◆ What you are asked to do: Rewrite all the records below as a JSON list of strings, with one string per line and blank lines omitted. Leave the pictures out.

___ Data supplied ___

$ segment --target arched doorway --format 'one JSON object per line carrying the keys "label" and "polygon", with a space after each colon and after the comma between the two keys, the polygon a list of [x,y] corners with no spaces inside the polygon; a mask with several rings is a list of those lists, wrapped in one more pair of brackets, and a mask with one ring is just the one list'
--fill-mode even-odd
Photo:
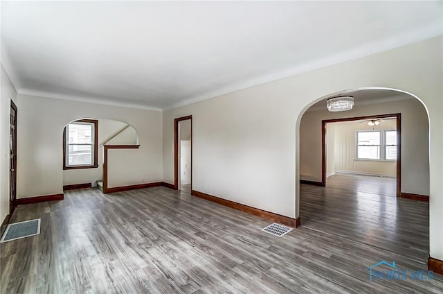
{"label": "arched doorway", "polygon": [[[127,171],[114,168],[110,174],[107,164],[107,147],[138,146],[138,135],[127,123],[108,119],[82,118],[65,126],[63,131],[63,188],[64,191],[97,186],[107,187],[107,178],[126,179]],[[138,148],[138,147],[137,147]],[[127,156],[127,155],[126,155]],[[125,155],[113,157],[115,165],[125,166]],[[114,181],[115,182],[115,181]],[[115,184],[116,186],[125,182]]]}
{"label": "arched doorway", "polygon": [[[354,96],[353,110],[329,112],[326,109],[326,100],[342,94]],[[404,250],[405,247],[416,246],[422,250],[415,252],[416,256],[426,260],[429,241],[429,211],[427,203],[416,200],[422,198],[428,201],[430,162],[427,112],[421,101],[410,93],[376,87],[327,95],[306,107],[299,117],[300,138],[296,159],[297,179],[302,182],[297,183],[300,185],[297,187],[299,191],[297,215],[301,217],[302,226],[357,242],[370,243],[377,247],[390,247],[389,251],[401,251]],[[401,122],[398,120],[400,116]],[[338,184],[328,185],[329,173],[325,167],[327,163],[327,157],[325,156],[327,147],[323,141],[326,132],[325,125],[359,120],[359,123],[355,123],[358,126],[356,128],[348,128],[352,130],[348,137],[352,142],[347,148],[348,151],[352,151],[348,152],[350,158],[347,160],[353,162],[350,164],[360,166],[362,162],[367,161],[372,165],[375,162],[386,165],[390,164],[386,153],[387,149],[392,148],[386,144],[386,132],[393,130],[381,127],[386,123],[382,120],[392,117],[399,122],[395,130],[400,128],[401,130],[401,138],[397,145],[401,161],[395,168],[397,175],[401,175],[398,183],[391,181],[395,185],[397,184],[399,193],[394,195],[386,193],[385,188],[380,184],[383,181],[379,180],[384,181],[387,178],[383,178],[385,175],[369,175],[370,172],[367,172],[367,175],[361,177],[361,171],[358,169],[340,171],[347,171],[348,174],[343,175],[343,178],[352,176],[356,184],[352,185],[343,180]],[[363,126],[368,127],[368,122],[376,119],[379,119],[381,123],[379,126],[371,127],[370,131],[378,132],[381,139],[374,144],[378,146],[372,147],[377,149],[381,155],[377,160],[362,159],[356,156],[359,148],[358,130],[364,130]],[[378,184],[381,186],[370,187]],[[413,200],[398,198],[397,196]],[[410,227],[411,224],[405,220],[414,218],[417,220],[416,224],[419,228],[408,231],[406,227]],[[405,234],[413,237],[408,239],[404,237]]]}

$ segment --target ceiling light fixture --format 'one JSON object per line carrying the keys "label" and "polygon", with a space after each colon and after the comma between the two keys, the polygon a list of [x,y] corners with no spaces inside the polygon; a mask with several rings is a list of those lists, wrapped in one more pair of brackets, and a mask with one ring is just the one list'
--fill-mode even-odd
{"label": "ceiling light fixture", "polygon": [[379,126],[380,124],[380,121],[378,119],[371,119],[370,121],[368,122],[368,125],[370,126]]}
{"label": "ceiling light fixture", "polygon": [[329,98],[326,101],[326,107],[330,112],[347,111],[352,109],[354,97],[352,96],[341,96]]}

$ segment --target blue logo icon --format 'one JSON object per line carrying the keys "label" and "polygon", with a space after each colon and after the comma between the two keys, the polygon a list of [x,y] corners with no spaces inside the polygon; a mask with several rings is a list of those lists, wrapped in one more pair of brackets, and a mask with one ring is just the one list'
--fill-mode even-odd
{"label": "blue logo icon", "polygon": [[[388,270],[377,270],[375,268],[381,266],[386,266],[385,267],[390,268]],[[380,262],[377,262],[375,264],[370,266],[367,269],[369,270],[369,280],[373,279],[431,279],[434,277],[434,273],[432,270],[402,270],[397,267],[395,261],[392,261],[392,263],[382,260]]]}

___

◆ Result:
[
  "$ segment --target arched doorway --format 'one JSON object per line carrying the keys \"label\" and \"polygon\", with a space after each colon and after the comma between the two keys, the polygon a list of [x,y] corners with no spaces inside the polygon; a mask with several rings is a list of those lists, wrapped in one more pair of brackets, and a mask with one ring is just the one list'",
  "--fill-mode even-odd",
  "Photo:",
  "{\"label\": \"arched doorway\", \"polygon\": [[[127,171],[114,168],[110,174],[107,164],[107,147],[138,146],[138,135],[127,123],[108,119],[82,118],[65,126],[63,131],[63,188],[64,191],[97,186],[107,187],[107,178],[126,179]],[[138,148],[138,147],[137,147]],[[127,156],[127,155],[126,155]],[[125,155],[113,157],[115,165],[125,166]],[[114,181],[115,182],[115,181]],[[115,184],[116,186],[125,182]]]}",
  "{\"label\": \"arched doorway\", \"polygon\": [[[354,96],[353,110],[329,112],[326,109],[326,100],[342,94]],[[404,250],[405,247],[416,246],[422,250],[415,252],[416,256],[426,260],[429,241],[429,211],[427,203],[416,200],[422,198],[428,201],[430,162],[427,112],[421,101],[410,93],[376,87],[327,95],[306,107],[299,117],[300,138],[296,159],[297,179],[302,182],[297,183],[300,185],[297,187],[299,191],[297,215],[301,217],[302,226],[357,242],[370,243],[377,247],[390,247],[389,251],[401,251]],[[401,122],[398,120],[400,116]],[[338,184],[328,185],[329,173],[325,167],[327,163],[327,157],[325,156],[327,147],[323,141],[326,132],[325,125],[359,120],[359,123],[355,123],[358,126],[356,128],[348,128],[352,130],[348,137],[352,142],[347,148],[348,151],[352,151],[348,152],[350,158],[347,160],[353,162],[350,164],[360,166],[362,162],[367,161],[372,165],[375,162],[386,165],[390,164],[386,153],[387,149],[392,148],[386,144],[386,132],[393,130],[381,127],[386,123],[382,120],[392,117],[399,122],[395,130],[400,128],[401,130],[401,138],[397,145],[401,161],[395,168],[397,175],[401,175],[398,183],[391,181],[395,185],[397,184],[399,193],[394,195],[386,193],[385,188],[380,184],[383,181],[379,180],[384,181],[387,178],[383,178],[385,175],[369,175],[370,172],[367,172],[367,175],[361,177],[361,171],[358,169],[340,171],[347,171],[348,174],[343,175],[343,178],[352,176],[356,184],[352,185],[343,180]],[[363,126],[368,127],[368,122],[376,119],[379,119],[381,123],[379,126],[371,127],[370,131],[378,132],[381,139],[374,144],[378,146],[372,147],[377,149],[381,155],[377,160],[362,159],[356,156],[359,148],[358,130],[364,130]],[[378,184],[381,186],[370,187]],[[413,200],[398,198],[397,196]],[[410,227],[411,224],[405,220],[414,218],[417,220],[416,224],[419,228],[408,231],[406,227]],[[405,234],[413,237],[408,239],[404,237]]]}",
  "$ segment --target ceiling light fixture --format 'one JSON object per line carrying the keys \"label\" and \"polygon\", with a space after each colon and after the comma between the two keys, the polygon a list of [x,y] corners with no spaces inside the polygon; a mask with several rings is a list of those lists, wrapped in one more pair of brackets, and a mask with one ring is just the one list'",
  "--fill-mode even-odd",
  "{\"label\": \"ceiling light fixture\", \"polygon\": [[379,126],[380,124],[380,121],[378,119],[371,119],[370,121],[368,122],[368,125],[370,126]]}",
  "{\"label\": \"ceiling light fixture\", \"polygon\": [[329,98],[326,101],[326,107],[330,112],[347,111],[352,109],[354,97],[352,96],[341,96]]}",
  "$ segment --target blue logo icon --format 'one JSON object per line carrying the keys \"label\" and \"polygon\", with a space after each colon and after the comma between the two keys, the polygon a list of [x,y] corners with no spaces inside the polygon; a mask with several rings is a list of those lists, wrapped in one more pair of brackets, and a mask with one ring is just the one list'",
  "--fill-mode even-odd",
  "{\"label\": \"blue logo icon\", \"polygon\": [[[388,270],[377,270],[375,268],[381,266],[386,266],[385,267],[390,268]],[[380,262],[377,262],[375,264],[370,266],[367,269],[369,270],[369,280],[373,279],[431,279],[434,277],[434,273],[432,270],[402,270],[397,267],[395,261],[392,261],[392,263],[382,260]]]}"
]